* [Instructions for the task]
Could you write out the material below again, replacing "keypoint" with "marker" everywhere it occurs and changing nothing else?

** start Task input **

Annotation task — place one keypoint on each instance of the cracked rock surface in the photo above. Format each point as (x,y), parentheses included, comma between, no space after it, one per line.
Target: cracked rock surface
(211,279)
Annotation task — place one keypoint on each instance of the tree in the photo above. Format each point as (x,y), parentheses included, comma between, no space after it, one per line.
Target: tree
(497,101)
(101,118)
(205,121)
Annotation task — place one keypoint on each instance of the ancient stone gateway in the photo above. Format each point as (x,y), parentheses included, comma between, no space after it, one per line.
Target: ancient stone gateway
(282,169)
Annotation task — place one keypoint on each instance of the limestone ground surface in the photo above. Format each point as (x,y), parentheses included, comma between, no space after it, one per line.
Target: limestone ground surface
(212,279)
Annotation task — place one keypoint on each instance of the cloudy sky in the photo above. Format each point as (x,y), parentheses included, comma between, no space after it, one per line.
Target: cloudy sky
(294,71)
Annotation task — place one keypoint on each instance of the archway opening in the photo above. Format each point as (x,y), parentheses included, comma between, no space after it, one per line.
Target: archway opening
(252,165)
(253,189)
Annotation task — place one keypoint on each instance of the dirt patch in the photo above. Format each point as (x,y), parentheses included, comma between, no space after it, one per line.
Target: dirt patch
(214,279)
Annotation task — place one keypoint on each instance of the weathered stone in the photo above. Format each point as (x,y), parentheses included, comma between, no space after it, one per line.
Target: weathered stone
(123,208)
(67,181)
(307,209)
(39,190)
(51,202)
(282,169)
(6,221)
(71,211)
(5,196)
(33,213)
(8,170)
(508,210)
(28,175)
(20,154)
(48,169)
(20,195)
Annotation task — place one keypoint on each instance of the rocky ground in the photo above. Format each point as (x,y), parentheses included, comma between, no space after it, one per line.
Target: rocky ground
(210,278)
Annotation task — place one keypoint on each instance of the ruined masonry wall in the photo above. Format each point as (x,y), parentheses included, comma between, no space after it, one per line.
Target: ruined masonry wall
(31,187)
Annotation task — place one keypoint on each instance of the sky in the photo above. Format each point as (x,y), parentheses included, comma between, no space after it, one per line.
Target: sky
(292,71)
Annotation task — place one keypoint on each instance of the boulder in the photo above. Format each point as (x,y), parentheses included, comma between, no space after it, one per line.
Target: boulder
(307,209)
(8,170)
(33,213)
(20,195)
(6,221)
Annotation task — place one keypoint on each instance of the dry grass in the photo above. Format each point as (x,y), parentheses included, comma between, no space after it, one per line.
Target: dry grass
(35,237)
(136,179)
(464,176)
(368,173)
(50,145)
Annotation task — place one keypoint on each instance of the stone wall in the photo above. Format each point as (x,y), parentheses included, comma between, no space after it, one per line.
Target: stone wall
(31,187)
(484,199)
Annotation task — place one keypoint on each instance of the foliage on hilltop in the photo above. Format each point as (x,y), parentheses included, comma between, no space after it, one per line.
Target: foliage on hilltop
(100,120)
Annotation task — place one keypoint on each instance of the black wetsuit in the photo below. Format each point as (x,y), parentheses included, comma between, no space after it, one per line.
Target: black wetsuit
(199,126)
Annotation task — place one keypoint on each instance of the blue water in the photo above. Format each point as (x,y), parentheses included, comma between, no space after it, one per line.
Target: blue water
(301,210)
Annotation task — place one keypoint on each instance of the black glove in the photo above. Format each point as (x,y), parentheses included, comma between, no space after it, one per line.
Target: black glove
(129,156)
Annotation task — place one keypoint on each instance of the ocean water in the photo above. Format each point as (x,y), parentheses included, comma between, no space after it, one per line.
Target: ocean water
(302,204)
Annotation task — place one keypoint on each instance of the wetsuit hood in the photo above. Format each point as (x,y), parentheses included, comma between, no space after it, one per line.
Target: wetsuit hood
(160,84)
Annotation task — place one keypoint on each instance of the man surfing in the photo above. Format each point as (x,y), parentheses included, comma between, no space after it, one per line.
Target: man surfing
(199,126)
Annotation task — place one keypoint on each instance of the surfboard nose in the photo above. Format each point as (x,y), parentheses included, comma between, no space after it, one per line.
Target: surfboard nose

** end Task input **

* [Task answer]
Annotation task — place one marker on each instance of the cracked rock surface in the photo above. Format each point as (x,y), parentheses included, comma between, no space after it, one per line.
Target: cracked rock surface
(211,279)
Annotation task — place one marker on each instance of the tree in the photo above. Format each point as (x,y), parentheses included, comma between, no space after it, one per line.
Target: tree
(497,101)
(101,118)
(205,121)
Annotation task — place one marker on each instance of the ancient stone gateway in the photo above. Format each point as (x,y), parentheses included, comma between, no space after it, one per line.
Target: ancient stone gateway
(282,169)
Annotation task — place one marker on each instance of the limestone ground surface in the photo above. Format each point as (x,y), parentheses included, comma between, no space after it, one per line.
Target: limestone ground surface
(212,279)
Annotation task — place one marker on each instance of the cloudy sky in the photo above. Format each point as (x,y), parentheses included, comma between, no space after it, one per line.
Target: cloudy sky
(294,71)
Annotation task — place one marker on each instance of the archway opening in the photo above. Format each point as (x,y), parentheses included, comma between, no space after it, one per line.
Target: archway opening
(252,165)
(253,189)
Annotation task — place one marker on each instance of the dirt patch in the photo above. Format each point as (x,y), parentheses included, comma between, no space after it, one per line.
Target: dirt patch
(214,279)
Annotation task — place one marker on each instance of the weathered stone in the photo above. Format each point as (x,y), parentheses included, comma between, no space after it, one per line.
Target: weathered stone
(123,208)
(67,181)
(307,209)
(39,190)
(51,202)
(282,169)
(6,221)
(71,211)
(5,196)
(33,213)
(8,170)
(508,210)
(28,175)
(20,154)
(48,169)
(20,195)
Annotation task — place one marker on each instance of the rocky ground in the photo above. Format each point as (x,y), parentheses included, comma between, no space after it, one per line.
Target: rocky ground
(210,278)
Annotation task — place one marker on each instance of the ruined masonry wall in the photo above. Format each point as (x,y), parentheses included, comma between, no space after it, one per line.
Target: ruined masonry wall
(31,187)
Annotation task — place one marker on each instance of the sky in the photo above. Format each point as (x,y), parentheses included, comma between, no space after it, one per line.
Target: sky
(292,71)
Annotation task — place one marker on each instance of the boulder in the photo above. Format each point as (x,y), parentheses included, comma between, no space after it, one per line.
Target: boulder
(307,209)
(8,170)
(33,213)
(20,195)
(6,221)
Annotation task — place one marker on each instance of the dry grass in the photo above. Format each point as (x,y), parentheses included, comma between, no space after it, one per line.
Target: dry grass
(35,237)
(136,179)
(464,176)
(368,173)
(50,145)
Annotation task — place one marker on each instance of the stone wall in the photo above. Format each point as (x,y), parentheses included, comma between, no space after it, one per line.
Target: stone wall
(31,187)
(484,199)
Annotation task — place one marker on each instance of the foliage on hilltop in the photo above. Format each point as (x,y), parentheses included, comma between, no space after it, one per line.
Target: foliage on hilltop
(100,120)
Annotation task — place one marker on each instance of the black wetsuit in the photo below. Format each point as (x,y), parentheses included, comma between, no space after it, one per line.
Target: black wetsuit
(199,126)
Annotation task — place one marker on each instance of the blue water in the photo above. Format each point as (x,y), parentheses included, comma between, no space after it, one per line.
Target: blue water
(301,210)
Annotation task — place one marker on each instance of the black glove in the photo above. Format each point as (x,y), parentheses included, comma between, no space after it, one per line.
Target: black glove
(129,156)
Annotation task — place one marker on each instance of the ocean water in the photo above. Format each point as (x,y), parentheses included, comma between, no space after it, one per line.
Target: ocean water
(302,204)
Annotation task — place one marker on each instance of the wetsuit hood in the photo above. Format each point as (x,y), parentheses included, comma between, no space after it, one per line.
Target: wetsuit hood
(160,84)
Annotation task — place one marker on each instance of the man surfing in the photo above. Format each point as (x,y), parentheses included, comma between, no space after it, one per line.
Target: man surfing
(199,126)
Annotation task — place one marker on each instance of the surfboard nose in the photo above. Format each point as (x,y), parentheses included, comma between, no space after it, one per line.
Target: surfboard nose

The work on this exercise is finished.